**Outline labeling data**

▶

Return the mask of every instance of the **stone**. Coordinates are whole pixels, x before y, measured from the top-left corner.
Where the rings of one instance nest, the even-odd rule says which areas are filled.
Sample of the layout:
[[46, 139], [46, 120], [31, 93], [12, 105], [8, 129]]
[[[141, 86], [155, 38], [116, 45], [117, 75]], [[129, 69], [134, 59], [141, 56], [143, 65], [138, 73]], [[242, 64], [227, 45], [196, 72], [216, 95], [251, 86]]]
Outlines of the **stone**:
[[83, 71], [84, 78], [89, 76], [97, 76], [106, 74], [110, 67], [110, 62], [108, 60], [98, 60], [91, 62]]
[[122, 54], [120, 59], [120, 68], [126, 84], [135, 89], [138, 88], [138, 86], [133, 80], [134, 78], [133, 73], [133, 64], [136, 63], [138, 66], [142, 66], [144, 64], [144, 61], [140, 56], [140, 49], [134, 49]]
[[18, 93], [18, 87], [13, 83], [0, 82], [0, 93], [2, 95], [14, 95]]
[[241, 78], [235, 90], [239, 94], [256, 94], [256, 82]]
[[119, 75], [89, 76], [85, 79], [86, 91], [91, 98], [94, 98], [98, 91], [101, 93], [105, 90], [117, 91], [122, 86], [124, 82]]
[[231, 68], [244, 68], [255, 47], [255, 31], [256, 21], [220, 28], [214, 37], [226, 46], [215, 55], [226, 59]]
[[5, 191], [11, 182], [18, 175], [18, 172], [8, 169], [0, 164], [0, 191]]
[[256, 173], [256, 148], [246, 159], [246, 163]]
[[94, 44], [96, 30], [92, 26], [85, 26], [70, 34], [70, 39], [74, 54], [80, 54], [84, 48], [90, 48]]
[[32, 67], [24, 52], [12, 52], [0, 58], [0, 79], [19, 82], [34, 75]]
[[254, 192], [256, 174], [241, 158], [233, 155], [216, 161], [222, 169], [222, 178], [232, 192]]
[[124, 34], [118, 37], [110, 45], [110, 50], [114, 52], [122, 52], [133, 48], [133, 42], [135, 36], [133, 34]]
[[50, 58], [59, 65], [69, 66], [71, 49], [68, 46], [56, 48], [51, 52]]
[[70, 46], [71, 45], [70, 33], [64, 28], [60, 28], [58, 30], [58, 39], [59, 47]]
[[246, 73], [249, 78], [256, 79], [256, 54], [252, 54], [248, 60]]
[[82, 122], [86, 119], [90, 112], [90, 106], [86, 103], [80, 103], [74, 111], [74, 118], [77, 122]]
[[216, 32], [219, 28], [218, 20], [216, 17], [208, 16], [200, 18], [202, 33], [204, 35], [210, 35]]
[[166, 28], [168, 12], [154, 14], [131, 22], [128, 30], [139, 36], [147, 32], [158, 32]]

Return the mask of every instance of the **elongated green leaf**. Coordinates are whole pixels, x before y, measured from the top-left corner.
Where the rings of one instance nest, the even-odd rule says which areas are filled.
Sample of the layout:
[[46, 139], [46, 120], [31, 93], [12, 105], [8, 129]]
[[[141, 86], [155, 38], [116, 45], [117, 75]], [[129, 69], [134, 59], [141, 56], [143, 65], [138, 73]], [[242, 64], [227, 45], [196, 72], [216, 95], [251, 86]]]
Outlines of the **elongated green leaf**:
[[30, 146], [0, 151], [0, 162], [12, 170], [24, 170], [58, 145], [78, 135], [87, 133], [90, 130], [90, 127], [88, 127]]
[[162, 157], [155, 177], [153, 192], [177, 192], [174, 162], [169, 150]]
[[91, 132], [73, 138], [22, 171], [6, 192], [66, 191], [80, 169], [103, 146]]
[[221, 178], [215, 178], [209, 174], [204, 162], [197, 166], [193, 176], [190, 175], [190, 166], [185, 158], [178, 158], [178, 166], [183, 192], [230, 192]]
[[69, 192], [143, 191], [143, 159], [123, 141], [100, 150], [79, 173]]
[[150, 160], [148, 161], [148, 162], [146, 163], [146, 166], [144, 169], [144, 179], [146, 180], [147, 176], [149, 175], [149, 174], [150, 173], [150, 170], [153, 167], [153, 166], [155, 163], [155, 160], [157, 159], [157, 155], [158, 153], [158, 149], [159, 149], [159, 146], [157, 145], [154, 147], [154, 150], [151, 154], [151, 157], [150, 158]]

◀

**OBJECTIVE**
Rewrite the data above, swapping "top-left corner" for "upper-left corner" everywhere it appears and leaving every other character as it is.

**SOLUTION FOR THIS PROBLEM**
Return the mask of every instance of the **stone**. Coordinates are whole pixels, x before y, measured from the upper-left corner.
Where the rings of one instance nest, the even-odd rule says which areas are filled.
Sample of the layout:
[[46, 139], [46, 120], [31, 93], [12, 105], [8, 129]]
[[[141, 86], [155, 38], [116, 45], [117, 75]], [[129, 69], [134, 59], [141, 56], [143, 65], [138, 73]], [[242, 64], [227, 45], [196, 72], [216, 95], [251, 86]]]
Outlines of the **stone**:
[[83, 71], [84, 78], [89, 76], [97, 76], [106, 74], [110, 67], [110, 62], [108, 60], [98, 60], [91, 62]]
[[122, 54], [120, 59], [120, 68], [126, 84], [135, 89], [138, 88], [138, 86], [133, 80], [134, 78], [133, 73], [133, 64], [136, 63], [138, 66], [142, 66], [144, 64], [144, 61], [140, 56], [140, 49], [134, 49]]
[[18, 93], [18, 87], [13, 83], [0, 82], [0, 93], [2, 95], [14, 95]]
[[241, 78], [235, 90], [239, 94], [256, 94], [256, 82]]
[[119, 75], [89, 76], [85, 79], [86, 91], [91, 98], [94, 98], [98, 91], [101, 93], [105, 90], [117, 91], [122, 86], [124, 82]]
[[231, 68], [244, 68], [255, 47], [255, 31], [256, 21], [220, 28], [214, 37], [226, 46], [215, 55], [226, 59]]
[[5, 191], [11, 182], [18, 175], [18, 172], [8, 169], [0, 164], [0, 191]]
[[256, 173], [256, 148], [246, 159], [246, 163]]
[[94, 44], [96, 30], [92, 26], [85, 26], [70, 34], [70, 39], [74, 54], [80, 54], [84, 48], [90, 48]]
[[32, 67], [24, 52], [12, 52], [0, 58], [0, 79], [19, 82], [34, 75]]
[[254, 192], [256, 174], [241, 158], [233, 155], [216, 161], [222, 169], [222, 178], [232, 192]]
[[124, 34], [118, 37], [110, 45], [110, 50], [114, 52], [122, 52], [133, 48], [133, 42], [135, 36], [133, 34]]
[[50, 58], [59, 65], [69, 66], [71, 49], [68, 46], [56, 48], [51, 52]]
[[70, 46], [71, 45], [70, 33], [64, 28], [60, 28], [58, 30], [58, 39], [59, 47]]
[[246, 73], [249, 78], [256, 79], [256, 54], [252, 54], [248, 60]]
[[82, 122], [86, 119], [90, 112], [90, 106], [86, 103], [80, 103], [74, 111], [74, 118], [77, 122]]
[[216, 32], [219, 28], [218, 20], [216, 17], [208, 16], [200, 18], [202, 33], [204, 35], [210, 35]]
[[166, 28], [168, 12], [154, 14], [131, 22], [128, 30], [139, 36], [147, 32], [158, 32]]

Return the mask of every instance of the **elongated green leaf**. Coordinates are whole pixels, x before y, measured from the upper-left corner.
Where the rings of one instance nest, the even-odd rule says which areas are filled.
Sample of the layout:
[[46, 139], [46, 120], [31, 93], [12, 105], [8, 129]]
[[[141, 86], [155, 38], [116, 45], [117, 75]], [[129, 69], [134, 59], [141, 56], [143, 65], [138, 73]], [[242, 64], [227, 45], [196, 72], [216, 95], [251, 86]]]
Outlines of the **elongated green leaf**:
[[30, 146], [0, 151], [0, 162], [12, 170], [24, 170], [58, 145], [78, 135], [87, 133], [90, 130], [90, 127], [88, 127]]
[[162, 157], [155, 177], [153, 192], [177, 192], [174, 162], [169, 150]]
[[91, 132], [73, 138], [22, 171], [6, 192], [66, 191], [80, 169], [103, 146]]
[[221, 178], [215, 178], [209, 174], [204, 162], [197, 166], [193, 176], [190, 175], [190, 166], [185, 158], [178, 158], [178, 166], [183, 192], [230, 192]]
[[69, 192], [143, 191], [143, 159], [123, 141], [100, 150], [79, 173]]
[[150, 160], [148, 161], [148, 162], [146, 163], [146, 166], [144, 169], [144, 179], [146, 180], [147, 176], [149, 175], [149, 174], [150, 173], [150, 170], [153, 167], [153, 166], [155, 163], [155, 160], [157, 159], [157, 155], [158, 153], [158, 149], [159, 149], [159, 146], [157, 145], [154, 147], [154, 150], [151, 154], [151, 157], [150, 158]]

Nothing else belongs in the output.